* What you have to do: Continue the passage comparing traumatic brain injury and COVID-19 as forms of ambiguous loss, picking up after its last sentence.

* Document extract:
== Segment start ==

Experiencing a TBI results in sudden changes in one’s personality, cognitive abilities, and physical skills. The unpredictability of fatigue is a game-changer. There may also be additional losses in employment, relationships, and lifestyle. These are not mild changes. These changes, although unseen, are devastating to everyone involved. Feelings of isolation seeps in as no one understands. I mean, why should they? You look normal and they expect you to be fine.
COVID-19 has resulted in sudden changes also. We have lost many of our freedoms. We have been asked to stay home. Many have lost employment. The way we connect with people has changed drastically through social distancing guidelines, and we are all being asked to adapt to technology to meet our needs of connection.
Both of these life experiences result in adjusting to a “new normal.” This adjustment requires grieving, but this type of grieving is different from the grief we experience when someone dies. This grief is referred to as “ambiguous loss.” This term was coined by Pauline Boss, PhD. This is different from the grief we feel when someone dies. This type of grief occurs when a person is physically present, but psychologically and emotionally changed or absent.
When someone has a TBI they look the same, and they are not the same. Their personality and ways they think are different. With COVID-19 our world is still out there, looks the same, but how we are able to be in it is different. Both of these situations are filled with uncertainty, unpredictability, and loss.

== Segment end ==

* Records shown:
== Segment start ==

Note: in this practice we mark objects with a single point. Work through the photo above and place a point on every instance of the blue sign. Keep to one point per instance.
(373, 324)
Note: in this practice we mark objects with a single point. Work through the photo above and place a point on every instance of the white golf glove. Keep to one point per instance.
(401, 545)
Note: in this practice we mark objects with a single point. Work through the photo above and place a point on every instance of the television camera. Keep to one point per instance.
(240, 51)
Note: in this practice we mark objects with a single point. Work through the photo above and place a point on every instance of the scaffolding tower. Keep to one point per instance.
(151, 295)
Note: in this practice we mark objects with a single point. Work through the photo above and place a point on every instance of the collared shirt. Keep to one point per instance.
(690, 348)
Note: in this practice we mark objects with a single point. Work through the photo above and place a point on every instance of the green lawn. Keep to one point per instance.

== Segment end ==
== Segment start ==

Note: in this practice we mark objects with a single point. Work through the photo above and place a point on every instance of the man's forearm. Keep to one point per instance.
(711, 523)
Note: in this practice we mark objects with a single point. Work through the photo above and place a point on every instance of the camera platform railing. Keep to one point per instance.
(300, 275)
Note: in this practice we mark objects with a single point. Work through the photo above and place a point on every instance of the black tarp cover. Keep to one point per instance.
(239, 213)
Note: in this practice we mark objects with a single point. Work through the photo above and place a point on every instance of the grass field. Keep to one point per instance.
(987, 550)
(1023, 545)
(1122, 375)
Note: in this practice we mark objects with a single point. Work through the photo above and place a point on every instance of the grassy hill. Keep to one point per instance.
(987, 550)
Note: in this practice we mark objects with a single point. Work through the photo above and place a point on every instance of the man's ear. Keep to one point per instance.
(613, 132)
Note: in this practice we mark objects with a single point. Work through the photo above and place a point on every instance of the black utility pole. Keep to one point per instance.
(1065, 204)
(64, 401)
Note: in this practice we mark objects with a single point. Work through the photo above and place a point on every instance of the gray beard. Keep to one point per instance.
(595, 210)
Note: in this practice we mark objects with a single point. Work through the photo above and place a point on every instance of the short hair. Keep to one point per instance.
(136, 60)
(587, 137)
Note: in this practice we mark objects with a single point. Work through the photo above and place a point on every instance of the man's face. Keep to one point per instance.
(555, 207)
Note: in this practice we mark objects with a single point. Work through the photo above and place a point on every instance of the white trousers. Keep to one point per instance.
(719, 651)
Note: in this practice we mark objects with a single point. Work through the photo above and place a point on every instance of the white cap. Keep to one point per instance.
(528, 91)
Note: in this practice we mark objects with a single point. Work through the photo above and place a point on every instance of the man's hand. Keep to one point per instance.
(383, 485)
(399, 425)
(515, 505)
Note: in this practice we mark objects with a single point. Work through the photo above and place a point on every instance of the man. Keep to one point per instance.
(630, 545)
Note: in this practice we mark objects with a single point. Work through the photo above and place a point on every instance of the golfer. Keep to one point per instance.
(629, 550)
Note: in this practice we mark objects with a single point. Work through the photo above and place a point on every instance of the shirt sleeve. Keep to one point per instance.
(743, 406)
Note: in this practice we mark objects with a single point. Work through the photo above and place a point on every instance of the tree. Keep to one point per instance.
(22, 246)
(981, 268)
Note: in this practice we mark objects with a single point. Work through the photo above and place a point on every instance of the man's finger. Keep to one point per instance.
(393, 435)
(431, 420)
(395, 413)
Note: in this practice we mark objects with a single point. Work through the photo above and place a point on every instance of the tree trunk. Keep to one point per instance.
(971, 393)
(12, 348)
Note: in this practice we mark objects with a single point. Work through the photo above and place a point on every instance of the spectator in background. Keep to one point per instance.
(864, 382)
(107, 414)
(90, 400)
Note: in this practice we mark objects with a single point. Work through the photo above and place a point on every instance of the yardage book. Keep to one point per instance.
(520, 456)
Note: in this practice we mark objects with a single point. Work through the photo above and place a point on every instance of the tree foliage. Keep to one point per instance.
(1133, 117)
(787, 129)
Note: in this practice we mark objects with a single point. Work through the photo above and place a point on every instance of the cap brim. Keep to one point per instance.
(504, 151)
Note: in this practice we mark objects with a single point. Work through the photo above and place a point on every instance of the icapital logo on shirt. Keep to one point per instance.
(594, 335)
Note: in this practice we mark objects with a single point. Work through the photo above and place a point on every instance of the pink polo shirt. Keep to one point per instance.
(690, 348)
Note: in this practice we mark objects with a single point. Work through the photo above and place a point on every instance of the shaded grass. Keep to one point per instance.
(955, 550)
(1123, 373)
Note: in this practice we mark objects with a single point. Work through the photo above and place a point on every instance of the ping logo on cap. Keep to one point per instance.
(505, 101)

== Segment end ==

* Task output:
There are many skills to help us navigate both of these experiences. Developing the ability to hold two things simultaneously is the key. Holding what we have lost and what is. It may feel counterintuitive but being able to grieve allows us to move forward.
6 tips for coping with ambiguous loss:
- Recognize that your feelings of anxiety and ambivalence are normal
- Name your feelings of loss such as anger, fear, sadness. This will help create meaning to what you are experiencing.
- Grieve what you have lost and focus on what you have
- Don’t blame yourself for what is happening
- Find a therapist or support group
- Re-imagine new hope for the future
You do not need to go through this alone. With support, you can find meaning in what has happened and reshape your life. I know this to be true, because I have helped thousands of individuals and couples navigate through ambiguous loss.